- [Data records]
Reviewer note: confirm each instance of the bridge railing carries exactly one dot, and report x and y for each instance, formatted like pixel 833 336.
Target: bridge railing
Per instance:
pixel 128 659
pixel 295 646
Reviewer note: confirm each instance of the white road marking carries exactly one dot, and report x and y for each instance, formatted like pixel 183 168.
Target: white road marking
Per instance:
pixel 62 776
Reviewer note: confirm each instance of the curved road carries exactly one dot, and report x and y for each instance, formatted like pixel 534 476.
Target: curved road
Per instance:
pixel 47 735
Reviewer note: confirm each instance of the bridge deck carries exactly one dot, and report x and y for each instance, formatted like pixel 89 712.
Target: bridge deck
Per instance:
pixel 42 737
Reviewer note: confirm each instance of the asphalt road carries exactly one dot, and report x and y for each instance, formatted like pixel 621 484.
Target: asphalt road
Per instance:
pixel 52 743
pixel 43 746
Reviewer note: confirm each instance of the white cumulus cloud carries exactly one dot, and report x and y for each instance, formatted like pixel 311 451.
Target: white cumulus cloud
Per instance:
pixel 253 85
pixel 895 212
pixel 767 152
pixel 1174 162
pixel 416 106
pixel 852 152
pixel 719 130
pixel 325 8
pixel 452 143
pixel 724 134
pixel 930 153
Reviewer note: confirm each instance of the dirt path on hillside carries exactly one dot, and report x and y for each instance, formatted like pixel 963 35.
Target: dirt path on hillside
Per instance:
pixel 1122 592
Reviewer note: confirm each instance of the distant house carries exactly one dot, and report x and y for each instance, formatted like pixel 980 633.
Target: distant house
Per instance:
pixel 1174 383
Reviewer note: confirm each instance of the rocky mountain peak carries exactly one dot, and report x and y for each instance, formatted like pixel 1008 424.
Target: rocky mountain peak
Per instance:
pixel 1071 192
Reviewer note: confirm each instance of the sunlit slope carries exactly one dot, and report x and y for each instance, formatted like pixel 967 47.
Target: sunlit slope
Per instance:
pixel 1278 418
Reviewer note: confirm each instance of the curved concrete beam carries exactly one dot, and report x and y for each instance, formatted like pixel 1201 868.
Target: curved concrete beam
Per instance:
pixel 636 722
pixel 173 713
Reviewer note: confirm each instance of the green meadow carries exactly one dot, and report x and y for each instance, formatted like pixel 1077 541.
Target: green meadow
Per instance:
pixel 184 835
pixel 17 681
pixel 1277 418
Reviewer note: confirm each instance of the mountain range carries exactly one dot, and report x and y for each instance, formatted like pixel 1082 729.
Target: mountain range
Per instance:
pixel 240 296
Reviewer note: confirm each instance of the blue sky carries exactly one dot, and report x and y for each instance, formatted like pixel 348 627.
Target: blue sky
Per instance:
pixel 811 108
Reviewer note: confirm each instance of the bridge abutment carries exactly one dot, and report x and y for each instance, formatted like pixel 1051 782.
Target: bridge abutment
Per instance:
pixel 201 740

- [Exercise aim] Reproduce every line from the entries that holds the word "slope".

- [Exercise output]
Reviewer note: confirm each instance of the sunlit slope carries exactly one dot, and report x and y for each instance, formatted like pixel 967 47.
Target: sunlit slope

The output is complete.